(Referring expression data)
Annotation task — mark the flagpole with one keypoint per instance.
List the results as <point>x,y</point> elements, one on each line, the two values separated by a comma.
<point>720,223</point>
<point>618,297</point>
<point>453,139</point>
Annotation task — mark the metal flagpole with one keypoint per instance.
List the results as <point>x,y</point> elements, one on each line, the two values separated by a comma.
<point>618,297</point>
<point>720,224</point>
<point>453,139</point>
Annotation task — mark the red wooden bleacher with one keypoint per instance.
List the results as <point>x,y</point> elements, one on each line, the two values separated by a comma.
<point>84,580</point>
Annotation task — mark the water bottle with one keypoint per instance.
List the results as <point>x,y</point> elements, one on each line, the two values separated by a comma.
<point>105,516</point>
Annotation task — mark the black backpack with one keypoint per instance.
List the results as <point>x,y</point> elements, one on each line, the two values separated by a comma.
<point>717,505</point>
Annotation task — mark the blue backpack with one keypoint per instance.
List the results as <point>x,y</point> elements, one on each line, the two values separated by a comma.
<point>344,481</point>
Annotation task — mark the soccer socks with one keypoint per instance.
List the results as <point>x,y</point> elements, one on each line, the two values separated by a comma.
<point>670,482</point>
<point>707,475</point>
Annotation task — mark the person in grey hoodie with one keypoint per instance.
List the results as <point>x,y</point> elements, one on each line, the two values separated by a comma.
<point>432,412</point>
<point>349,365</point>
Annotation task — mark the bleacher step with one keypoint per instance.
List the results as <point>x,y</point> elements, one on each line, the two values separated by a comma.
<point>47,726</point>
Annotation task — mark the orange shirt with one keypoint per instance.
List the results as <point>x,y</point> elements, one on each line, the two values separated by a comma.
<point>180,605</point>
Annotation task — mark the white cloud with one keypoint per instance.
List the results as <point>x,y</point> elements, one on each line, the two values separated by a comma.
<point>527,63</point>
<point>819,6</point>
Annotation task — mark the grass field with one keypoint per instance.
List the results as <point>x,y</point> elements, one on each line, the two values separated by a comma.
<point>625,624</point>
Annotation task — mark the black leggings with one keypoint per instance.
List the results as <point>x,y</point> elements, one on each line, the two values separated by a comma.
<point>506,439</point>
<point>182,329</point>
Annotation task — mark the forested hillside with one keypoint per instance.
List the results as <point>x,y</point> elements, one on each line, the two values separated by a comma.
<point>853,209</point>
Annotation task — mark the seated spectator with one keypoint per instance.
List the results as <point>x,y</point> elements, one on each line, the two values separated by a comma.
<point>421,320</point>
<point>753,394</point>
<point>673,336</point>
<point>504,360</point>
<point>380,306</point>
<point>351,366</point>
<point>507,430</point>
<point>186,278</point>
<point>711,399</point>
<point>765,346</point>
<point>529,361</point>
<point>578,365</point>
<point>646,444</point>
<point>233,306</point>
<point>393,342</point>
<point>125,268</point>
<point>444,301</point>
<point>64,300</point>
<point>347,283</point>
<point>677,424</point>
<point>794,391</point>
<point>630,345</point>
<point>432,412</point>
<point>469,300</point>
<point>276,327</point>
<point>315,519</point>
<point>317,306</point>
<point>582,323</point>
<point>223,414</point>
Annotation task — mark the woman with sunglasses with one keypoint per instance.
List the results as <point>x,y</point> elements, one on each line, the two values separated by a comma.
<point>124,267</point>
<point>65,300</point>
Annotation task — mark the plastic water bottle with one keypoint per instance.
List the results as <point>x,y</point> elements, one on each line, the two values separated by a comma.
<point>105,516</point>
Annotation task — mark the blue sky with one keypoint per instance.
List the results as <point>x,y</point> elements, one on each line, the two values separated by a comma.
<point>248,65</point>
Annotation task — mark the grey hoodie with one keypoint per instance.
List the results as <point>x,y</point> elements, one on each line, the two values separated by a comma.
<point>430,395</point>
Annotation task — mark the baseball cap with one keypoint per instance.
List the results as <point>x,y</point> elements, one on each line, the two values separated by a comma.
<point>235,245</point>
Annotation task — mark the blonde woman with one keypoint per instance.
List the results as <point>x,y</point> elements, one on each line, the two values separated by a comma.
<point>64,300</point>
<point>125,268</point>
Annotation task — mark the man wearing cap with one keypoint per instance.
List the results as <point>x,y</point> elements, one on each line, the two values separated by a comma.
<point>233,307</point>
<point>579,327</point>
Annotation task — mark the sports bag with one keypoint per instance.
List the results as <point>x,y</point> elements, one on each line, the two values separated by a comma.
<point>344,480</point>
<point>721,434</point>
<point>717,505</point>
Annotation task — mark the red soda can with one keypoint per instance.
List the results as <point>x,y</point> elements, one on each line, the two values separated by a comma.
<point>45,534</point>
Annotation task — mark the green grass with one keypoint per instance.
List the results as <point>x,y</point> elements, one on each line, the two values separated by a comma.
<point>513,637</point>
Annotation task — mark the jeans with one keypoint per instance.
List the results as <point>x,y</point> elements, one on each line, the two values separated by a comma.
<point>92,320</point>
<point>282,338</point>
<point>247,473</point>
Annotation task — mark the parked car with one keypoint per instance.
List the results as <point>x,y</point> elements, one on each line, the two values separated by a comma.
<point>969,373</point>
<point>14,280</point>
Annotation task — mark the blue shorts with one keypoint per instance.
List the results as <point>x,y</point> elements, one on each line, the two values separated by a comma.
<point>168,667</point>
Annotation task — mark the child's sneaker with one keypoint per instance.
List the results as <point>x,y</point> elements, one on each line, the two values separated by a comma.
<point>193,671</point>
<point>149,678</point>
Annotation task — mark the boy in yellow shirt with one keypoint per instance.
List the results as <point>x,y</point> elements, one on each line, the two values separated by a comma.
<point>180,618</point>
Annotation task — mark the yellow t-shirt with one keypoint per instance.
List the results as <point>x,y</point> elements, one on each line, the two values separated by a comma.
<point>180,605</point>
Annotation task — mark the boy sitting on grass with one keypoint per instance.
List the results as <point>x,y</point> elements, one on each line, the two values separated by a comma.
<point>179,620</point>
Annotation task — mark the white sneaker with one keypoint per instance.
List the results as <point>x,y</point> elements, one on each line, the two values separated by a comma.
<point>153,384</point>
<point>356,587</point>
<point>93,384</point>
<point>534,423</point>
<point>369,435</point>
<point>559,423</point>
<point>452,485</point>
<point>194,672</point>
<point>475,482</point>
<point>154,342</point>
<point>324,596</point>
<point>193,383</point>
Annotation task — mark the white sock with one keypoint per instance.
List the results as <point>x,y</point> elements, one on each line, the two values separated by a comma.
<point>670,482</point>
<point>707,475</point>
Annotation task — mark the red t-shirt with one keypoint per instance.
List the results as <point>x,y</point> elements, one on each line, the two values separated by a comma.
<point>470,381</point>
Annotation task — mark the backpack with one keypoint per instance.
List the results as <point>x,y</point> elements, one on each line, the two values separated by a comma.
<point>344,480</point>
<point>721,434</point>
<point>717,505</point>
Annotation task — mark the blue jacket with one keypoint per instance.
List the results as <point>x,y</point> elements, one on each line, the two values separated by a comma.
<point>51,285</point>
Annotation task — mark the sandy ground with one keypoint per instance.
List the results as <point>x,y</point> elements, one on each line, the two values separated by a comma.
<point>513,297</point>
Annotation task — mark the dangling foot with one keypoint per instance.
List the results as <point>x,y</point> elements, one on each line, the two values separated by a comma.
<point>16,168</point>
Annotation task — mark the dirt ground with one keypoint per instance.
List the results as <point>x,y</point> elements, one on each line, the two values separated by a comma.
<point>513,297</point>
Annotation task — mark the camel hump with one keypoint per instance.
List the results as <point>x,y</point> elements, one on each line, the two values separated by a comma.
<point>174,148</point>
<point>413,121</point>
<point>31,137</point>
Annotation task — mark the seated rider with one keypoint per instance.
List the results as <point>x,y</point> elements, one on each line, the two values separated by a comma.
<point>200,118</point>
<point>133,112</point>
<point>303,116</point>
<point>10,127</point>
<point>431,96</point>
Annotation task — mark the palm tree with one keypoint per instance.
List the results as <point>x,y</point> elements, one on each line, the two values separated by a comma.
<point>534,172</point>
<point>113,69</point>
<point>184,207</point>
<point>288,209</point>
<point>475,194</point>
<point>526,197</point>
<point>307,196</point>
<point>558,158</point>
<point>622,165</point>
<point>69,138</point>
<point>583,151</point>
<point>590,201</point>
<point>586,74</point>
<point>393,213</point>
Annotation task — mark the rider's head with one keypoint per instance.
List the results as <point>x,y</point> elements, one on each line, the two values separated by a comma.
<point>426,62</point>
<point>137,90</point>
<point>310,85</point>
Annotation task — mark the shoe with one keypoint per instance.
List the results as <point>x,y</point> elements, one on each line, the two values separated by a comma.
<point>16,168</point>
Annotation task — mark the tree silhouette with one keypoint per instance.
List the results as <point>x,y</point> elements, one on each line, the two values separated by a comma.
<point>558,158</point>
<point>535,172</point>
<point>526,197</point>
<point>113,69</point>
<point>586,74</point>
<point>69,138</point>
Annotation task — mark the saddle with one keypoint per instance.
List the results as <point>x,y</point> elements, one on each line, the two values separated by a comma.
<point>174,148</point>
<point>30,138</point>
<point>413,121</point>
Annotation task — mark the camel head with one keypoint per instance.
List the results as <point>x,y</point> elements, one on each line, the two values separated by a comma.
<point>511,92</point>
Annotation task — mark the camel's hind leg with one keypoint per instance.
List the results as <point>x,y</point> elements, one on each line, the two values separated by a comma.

Aim of the task
Print exactly the lines above from the one with "Annotation task — mark the dirt" to the one with "Annotation task — mark the camel hump", including both.

Response below
Annotation task — mark the dirt ground with one keypoint per instance.
List the results as <point>x,y</point> elements, one on each line, the two values separated by a comma.
<point>513,297</point>
Annotation task — mark the camel hump with one keypoint per instance.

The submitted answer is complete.